Segment Start: INPUT

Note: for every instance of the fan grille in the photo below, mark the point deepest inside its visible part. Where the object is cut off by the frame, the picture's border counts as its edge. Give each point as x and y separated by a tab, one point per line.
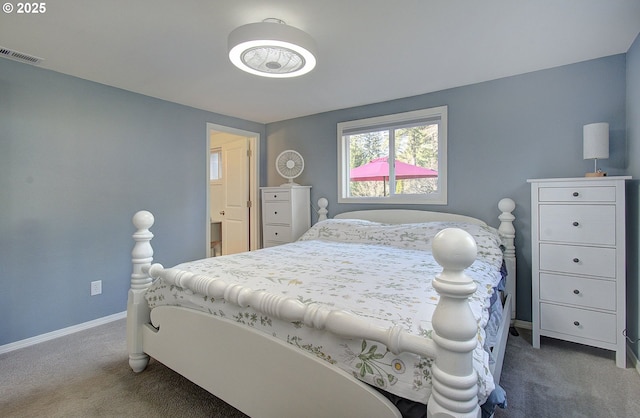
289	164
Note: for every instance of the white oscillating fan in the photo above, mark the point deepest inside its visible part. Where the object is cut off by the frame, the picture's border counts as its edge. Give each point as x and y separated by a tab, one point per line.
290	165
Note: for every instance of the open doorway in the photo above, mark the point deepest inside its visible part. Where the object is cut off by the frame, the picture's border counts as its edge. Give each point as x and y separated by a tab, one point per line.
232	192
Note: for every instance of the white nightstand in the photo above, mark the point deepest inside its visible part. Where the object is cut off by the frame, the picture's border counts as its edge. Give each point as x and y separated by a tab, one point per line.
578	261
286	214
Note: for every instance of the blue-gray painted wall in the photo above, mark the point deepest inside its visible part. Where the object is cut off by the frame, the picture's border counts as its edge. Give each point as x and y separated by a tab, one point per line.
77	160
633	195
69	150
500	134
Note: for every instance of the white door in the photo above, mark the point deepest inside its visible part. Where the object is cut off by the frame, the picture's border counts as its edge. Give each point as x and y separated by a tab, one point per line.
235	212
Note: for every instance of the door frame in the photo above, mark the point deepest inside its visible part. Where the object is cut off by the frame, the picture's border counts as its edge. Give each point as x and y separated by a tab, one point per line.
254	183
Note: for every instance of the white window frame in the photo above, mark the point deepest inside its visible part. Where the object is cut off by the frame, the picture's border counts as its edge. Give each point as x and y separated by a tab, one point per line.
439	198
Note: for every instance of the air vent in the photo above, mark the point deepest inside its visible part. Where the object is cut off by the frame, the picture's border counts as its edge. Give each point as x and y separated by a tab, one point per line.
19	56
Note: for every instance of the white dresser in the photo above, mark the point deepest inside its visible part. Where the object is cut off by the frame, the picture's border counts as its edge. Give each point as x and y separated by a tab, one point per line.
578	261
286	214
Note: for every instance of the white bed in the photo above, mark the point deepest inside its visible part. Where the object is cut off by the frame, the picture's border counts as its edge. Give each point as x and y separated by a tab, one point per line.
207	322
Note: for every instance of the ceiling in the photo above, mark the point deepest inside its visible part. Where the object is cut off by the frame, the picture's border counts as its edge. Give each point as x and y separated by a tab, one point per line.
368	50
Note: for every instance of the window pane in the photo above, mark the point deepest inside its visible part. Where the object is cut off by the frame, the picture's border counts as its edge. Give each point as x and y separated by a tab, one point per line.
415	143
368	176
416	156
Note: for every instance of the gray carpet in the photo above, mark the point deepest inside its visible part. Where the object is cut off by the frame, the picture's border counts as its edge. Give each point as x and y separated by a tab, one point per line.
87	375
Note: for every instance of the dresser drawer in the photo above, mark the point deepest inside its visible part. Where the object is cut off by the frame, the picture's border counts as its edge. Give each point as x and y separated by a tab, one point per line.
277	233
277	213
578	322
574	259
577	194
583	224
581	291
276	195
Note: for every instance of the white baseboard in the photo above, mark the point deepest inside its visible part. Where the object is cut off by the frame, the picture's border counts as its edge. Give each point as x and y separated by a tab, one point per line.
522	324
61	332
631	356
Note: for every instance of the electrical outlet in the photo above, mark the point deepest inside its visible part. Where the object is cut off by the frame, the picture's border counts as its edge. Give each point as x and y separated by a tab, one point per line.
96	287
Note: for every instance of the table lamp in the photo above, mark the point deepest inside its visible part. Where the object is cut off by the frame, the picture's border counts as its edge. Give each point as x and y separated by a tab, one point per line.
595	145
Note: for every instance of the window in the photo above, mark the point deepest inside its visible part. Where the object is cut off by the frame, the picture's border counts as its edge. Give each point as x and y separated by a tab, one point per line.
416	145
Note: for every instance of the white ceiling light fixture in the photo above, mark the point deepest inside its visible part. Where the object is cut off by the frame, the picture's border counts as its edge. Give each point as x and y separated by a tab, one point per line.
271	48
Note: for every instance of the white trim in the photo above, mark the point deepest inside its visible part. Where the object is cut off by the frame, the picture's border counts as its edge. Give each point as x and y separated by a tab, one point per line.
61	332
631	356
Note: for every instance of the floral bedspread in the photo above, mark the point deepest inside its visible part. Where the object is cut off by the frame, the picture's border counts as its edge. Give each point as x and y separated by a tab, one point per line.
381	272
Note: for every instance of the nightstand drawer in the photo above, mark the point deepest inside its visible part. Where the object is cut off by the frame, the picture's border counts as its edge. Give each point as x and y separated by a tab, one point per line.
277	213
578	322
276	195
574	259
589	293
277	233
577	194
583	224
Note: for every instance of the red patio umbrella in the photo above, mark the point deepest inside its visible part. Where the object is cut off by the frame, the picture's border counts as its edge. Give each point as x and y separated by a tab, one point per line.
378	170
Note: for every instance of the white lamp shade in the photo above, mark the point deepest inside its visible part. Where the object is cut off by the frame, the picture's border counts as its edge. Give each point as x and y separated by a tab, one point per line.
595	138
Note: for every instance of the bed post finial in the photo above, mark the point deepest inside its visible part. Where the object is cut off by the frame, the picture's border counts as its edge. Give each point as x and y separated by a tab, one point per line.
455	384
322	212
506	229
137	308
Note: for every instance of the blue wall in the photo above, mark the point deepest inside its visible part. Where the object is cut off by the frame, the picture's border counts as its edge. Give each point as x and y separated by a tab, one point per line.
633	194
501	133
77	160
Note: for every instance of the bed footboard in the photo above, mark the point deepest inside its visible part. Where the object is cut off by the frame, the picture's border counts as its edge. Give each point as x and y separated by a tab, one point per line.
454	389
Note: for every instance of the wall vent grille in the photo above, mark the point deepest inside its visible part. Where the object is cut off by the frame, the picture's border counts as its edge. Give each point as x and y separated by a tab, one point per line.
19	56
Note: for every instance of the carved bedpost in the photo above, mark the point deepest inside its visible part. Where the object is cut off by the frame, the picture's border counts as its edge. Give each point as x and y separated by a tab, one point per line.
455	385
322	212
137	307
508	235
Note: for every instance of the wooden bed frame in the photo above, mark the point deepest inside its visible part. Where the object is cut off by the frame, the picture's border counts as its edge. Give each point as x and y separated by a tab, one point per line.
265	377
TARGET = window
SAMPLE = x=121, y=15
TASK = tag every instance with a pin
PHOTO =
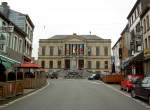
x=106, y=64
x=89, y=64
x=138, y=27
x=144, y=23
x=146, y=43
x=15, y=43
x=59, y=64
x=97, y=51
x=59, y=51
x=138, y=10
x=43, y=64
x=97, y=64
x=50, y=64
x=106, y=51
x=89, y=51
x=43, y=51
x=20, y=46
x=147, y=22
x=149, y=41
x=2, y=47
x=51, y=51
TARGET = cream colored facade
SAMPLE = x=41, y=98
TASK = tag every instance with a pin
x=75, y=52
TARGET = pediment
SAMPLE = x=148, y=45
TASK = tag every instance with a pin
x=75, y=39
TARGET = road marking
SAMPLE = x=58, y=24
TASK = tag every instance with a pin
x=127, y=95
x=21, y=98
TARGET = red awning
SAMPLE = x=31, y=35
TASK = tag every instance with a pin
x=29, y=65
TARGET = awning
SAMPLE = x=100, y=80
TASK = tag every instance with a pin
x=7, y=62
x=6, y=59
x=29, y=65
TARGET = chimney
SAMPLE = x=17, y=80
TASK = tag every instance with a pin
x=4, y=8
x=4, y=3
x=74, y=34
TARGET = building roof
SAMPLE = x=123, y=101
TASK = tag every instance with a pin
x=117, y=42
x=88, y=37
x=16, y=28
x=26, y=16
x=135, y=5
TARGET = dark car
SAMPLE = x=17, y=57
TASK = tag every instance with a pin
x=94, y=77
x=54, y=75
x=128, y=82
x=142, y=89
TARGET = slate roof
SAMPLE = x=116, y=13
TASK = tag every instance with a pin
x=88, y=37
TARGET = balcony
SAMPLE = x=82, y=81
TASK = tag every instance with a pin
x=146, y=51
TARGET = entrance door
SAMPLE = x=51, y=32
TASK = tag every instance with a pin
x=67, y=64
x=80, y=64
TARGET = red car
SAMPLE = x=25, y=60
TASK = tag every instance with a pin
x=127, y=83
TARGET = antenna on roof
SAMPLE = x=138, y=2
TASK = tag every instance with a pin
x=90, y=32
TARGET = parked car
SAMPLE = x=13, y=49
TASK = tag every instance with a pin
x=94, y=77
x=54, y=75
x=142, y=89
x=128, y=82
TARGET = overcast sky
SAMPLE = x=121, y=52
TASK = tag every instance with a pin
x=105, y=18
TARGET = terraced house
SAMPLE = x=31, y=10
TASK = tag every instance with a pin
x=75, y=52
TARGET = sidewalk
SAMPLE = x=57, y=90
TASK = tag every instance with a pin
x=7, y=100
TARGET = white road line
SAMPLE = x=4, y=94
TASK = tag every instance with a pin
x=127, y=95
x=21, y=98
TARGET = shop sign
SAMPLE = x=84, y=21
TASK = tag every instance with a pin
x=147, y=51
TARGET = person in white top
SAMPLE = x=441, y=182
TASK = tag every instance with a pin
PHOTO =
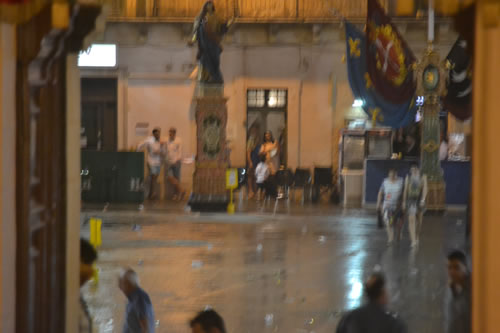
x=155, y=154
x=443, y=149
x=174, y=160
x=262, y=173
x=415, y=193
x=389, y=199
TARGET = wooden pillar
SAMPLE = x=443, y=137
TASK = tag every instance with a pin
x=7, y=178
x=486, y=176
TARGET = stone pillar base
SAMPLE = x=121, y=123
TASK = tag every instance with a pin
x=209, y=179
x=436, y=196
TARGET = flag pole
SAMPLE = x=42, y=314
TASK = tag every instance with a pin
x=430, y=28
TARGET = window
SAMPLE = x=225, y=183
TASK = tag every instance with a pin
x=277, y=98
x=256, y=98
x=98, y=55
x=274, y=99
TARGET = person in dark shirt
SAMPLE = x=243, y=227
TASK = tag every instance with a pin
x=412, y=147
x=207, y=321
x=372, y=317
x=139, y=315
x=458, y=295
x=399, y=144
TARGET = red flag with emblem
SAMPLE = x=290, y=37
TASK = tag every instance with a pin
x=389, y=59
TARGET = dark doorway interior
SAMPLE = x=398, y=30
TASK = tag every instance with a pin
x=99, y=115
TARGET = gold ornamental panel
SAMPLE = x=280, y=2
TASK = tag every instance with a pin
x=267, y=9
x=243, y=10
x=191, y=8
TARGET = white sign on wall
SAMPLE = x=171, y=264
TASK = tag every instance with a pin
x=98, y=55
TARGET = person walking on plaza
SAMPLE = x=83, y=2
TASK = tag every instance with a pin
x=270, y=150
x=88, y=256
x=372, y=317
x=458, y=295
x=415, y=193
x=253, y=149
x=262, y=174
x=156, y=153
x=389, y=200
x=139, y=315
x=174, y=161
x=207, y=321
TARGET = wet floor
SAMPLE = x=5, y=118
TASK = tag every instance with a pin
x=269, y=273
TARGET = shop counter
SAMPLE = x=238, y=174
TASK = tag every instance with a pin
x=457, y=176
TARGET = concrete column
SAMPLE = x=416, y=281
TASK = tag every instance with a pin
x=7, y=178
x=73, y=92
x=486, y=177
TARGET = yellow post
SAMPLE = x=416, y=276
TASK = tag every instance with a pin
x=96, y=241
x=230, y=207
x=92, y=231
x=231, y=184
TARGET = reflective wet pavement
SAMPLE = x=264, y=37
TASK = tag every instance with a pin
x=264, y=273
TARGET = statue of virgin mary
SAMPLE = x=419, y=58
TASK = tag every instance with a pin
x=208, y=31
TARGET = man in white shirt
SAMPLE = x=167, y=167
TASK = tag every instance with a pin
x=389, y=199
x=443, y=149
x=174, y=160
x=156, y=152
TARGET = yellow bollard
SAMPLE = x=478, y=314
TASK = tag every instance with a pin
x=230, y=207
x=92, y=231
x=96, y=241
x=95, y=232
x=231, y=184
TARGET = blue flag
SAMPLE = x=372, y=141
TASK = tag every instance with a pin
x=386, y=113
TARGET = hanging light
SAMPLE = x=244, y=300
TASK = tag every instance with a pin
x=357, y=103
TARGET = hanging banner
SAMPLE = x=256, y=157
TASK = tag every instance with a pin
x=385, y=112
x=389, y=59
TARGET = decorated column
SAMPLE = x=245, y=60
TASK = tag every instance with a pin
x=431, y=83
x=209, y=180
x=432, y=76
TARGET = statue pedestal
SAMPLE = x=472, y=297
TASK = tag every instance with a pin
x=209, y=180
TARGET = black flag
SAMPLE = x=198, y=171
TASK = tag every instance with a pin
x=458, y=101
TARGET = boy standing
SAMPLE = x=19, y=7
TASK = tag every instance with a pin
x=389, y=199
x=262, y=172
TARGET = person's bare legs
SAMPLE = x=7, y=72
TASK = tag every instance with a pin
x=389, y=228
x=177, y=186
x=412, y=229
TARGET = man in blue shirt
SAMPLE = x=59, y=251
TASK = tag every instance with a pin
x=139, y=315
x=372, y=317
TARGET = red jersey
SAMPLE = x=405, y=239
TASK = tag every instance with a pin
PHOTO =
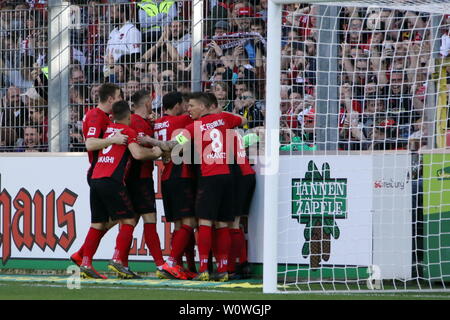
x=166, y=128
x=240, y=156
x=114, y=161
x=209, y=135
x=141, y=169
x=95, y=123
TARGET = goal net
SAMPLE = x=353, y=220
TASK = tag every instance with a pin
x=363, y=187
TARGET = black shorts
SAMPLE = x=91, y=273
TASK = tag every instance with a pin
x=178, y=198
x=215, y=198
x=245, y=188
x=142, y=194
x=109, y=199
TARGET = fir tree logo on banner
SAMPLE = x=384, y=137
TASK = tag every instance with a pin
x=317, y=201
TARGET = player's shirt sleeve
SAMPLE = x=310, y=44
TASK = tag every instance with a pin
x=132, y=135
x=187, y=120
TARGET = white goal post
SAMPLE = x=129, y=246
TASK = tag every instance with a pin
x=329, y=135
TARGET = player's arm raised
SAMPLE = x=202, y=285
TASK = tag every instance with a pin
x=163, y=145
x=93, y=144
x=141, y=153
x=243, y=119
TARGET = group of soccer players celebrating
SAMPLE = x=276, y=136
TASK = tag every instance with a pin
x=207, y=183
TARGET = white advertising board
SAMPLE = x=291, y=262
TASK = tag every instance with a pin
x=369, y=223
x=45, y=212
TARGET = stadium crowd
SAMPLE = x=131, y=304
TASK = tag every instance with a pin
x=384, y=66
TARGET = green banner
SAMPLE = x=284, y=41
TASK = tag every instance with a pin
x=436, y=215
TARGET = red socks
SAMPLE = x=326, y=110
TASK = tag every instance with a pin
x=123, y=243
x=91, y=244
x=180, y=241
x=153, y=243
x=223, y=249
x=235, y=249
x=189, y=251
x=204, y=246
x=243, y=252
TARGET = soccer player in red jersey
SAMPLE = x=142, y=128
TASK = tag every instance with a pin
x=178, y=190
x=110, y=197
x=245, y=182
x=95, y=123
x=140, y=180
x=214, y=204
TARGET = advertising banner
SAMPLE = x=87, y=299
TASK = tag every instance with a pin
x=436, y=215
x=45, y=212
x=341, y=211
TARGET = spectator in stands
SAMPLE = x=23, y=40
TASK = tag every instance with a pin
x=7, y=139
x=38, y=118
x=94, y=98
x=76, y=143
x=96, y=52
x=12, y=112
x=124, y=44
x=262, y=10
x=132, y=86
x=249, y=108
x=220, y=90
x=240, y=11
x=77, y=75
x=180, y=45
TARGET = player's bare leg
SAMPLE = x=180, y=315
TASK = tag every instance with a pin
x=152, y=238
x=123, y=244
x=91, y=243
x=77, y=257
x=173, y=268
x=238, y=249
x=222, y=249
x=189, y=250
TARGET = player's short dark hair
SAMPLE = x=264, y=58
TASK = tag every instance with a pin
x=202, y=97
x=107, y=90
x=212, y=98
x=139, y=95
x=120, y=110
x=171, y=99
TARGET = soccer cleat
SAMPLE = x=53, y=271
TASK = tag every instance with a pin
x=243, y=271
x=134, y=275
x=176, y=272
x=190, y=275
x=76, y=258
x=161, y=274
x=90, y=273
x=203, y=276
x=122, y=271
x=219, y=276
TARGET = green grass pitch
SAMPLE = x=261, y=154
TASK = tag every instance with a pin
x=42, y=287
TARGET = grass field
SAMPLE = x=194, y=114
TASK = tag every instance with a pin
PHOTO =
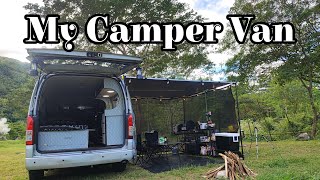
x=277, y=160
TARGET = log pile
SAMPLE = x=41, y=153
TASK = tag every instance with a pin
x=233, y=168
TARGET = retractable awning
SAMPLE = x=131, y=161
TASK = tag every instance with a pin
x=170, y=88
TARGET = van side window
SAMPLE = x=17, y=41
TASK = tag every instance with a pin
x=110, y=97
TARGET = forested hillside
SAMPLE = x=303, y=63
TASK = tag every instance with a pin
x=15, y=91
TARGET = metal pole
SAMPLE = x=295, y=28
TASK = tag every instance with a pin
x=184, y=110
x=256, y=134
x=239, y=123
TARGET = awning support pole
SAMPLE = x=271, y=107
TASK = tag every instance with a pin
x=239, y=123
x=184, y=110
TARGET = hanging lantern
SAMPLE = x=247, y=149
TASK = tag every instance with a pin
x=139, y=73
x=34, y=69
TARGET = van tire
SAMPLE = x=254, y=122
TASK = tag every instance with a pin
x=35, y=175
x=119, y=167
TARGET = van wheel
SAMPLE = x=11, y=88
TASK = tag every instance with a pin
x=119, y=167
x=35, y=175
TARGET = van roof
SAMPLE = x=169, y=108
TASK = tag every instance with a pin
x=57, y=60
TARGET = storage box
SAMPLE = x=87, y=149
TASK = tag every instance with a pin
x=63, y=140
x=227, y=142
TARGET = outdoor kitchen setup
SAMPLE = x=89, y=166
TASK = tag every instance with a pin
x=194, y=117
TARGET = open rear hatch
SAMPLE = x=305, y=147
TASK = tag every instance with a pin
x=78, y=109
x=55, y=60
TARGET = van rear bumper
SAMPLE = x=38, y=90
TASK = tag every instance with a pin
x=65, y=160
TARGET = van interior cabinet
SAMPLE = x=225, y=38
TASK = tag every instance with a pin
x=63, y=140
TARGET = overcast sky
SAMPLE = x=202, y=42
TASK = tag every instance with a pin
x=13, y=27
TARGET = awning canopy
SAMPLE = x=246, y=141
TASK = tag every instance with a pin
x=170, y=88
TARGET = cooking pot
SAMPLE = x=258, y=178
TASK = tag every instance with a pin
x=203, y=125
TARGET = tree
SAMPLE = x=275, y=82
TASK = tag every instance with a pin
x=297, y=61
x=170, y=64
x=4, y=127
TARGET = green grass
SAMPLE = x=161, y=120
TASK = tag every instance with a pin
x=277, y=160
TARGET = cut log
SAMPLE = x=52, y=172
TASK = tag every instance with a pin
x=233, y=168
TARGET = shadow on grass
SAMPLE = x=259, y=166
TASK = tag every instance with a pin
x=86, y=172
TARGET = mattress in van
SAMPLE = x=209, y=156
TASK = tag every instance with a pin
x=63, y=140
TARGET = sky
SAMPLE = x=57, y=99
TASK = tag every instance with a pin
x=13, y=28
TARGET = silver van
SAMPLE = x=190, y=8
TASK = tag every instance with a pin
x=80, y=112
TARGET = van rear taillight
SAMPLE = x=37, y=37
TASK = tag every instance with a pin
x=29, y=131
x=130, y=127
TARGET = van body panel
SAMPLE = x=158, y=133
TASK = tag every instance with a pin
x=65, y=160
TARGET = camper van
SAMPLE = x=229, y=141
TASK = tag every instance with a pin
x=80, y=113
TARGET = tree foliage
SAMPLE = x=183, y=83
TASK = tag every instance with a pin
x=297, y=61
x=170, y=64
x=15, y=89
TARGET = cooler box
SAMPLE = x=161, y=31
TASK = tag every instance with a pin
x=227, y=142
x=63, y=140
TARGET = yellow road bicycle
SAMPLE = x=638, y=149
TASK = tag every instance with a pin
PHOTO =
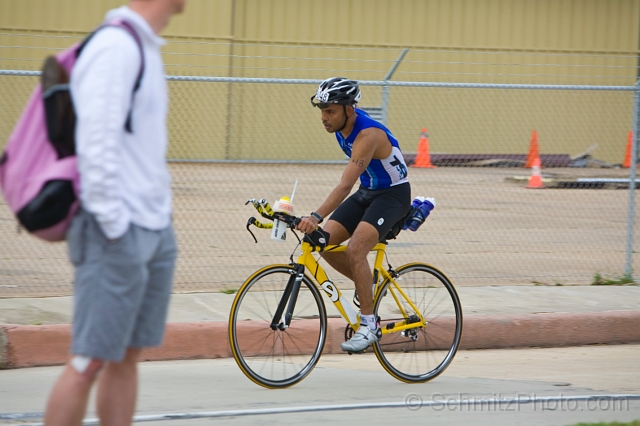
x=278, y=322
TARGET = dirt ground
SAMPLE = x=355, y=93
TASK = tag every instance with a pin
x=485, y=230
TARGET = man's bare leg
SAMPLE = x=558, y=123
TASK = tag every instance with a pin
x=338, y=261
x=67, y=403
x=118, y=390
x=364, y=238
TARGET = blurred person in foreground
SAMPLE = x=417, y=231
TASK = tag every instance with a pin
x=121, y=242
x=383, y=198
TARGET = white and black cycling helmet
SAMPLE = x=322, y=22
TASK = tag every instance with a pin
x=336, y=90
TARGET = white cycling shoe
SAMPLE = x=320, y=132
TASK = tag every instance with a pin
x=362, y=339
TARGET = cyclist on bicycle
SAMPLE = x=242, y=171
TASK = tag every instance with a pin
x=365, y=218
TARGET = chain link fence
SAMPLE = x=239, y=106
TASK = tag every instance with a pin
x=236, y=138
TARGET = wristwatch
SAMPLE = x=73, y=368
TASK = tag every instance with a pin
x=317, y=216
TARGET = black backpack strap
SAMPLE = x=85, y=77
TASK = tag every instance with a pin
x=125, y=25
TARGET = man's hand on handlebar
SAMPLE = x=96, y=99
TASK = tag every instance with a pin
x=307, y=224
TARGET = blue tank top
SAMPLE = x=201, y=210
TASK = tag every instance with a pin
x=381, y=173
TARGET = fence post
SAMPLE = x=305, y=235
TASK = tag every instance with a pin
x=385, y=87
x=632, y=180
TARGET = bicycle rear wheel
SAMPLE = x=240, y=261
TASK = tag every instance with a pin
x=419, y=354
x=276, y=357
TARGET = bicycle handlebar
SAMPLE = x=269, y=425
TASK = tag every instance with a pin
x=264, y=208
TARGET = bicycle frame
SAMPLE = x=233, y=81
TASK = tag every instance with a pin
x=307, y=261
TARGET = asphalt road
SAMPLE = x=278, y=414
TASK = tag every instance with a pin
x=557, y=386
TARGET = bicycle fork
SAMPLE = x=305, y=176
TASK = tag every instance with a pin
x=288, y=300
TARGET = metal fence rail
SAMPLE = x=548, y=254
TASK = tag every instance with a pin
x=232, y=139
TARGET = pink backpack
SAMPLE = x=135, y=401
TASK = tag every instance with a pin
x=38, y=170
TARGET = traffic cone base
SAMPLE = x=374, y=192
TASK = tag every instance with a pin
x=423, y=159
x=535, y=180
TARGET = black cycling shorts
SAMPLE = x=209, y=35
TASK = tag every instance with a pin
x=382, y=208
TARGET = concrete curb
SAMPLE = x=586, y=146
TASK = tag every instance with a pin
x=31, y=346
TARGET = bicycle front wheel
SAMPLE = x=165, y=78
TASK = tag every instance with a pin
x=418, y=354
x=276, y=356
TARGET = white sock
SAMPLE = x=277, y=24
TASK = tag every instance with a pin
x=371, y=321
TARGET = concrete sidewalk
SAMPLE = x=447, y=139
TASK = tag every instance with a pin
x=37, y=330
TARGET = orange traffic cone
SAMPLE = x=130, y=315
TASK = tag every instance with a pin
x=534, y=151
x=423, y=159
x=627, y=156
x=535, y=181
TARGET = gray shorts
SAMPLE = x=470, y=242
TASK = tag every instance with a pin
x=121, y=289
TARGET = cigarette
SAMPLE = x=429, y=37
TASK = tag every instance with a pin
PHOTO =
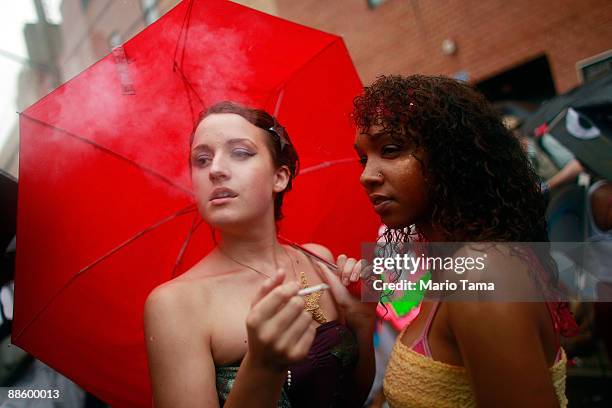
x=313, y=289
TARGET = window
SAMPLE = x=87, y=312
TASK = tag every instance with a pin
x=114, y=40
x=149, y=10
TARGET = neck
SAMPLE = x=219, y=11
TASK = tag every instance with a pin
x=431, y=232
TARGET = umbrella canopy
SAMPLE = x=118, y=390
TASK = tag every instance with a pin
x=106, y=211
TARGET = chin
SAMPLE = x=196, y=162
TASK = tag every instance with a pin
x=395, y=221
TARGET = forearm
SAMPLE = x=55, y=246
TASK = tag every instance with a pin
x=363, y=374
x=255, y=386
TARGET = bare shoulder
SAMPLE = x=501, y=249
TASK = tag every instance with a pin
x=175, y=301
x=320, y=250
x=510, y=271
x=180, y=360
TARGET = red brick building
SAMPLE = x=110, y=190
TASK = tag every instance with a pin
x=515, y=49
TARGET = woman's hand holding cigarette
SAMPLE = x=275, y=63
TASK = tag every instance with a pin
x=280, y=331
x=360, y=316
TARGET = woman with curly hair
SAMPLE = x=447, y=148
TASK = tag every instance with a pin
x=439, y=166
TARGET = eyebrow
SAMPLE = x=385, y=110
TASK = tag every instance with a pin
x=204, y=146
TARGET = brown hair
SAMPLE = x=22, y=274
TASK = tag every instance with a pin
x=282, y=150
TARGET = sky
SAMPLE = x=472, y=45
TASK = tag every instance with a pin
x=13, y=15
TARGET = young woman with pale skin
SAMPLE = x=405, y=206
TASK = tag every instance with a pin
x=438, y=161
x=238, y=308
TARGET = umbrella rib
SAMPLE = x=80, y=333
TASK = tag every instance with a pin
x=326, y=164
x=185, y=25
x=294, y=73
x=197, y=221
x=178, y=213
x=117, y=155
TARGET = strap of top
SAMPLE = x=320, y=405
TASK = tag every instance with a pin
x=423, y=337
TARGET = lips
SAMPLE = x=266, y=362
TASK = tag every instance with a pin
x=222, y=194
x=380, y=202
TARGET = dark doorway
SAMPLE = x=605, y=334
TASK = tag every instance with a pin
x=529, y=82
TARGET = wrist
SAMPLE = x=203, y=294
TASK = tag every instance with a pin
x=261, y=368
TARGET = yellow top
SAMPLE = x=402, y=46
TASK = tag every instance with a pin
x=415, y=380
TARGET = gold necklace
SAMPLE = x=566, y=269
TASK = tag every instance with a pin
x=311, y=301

Segment End: INPUT

EXERCISE REQUIREMENTS:
Your answer should be the exact lines above from the one containing "TARGET = silver van" through the one containing "SAMPLE = x=320, y=132", with both end lines kept and the pictures removed, please.

FINISHED EXERCISE:
TARGET = silver van
SAMPLE = x=190, y=8
TASK = tag every instance with a pin
x=80, y=112
TARGET = van rear taillight
SAMPLE = x=37, y=37
TASK = tag every instance with a pin
x=29, y=131
x=130, y=127
TARGET = van body panel
SAMPLE = x=158, y=133
TASK = tag every instance with a pin
x=65, y=160
TARGET = camper van
SAMPLE = x=229, y=141
TASK = tag every instance with a pin
x=80, y=113
TARGET = tree foliage
SAMPLE = x=183, y=83
TASK = tag every instance with a pin
x=297, y=61
x=170, y=64
x=15, y=89
TARGET = cooler box
SAMPLE = x=161, y=31
TASK = tag every instance with a pin
x=227, y=142
x=63, y=140
TARGET = yellow road bicycle
SAMPLE = x=638, y=149
TASK = tag every instance with a pin
PHOTO =
x=278, y=322
TARGET = dirt ground
SAMPLE = x=355, y=93
TASK = tag every instance with a pin
x=485, y=230
TARGET = man's bare leg
SAMPLE = x=558, y=123
TASK = tag every instance with a pin
x=338, y=261
x=67, y=403
x=118, y=390
x=364, y=238
TARGET = blurred person in foreground
SAMPLE = x=417, y=231
TASK = tag every instance with a pin
x=121, y=242
x=383, y=198
TARGET = white and black cycling helmet
SAMPLE = x=322, y=22
TASK = tag every instance with a pin
x=336, y=90
TARGET = white cycling shoe
SAMPLE = x=320, y=132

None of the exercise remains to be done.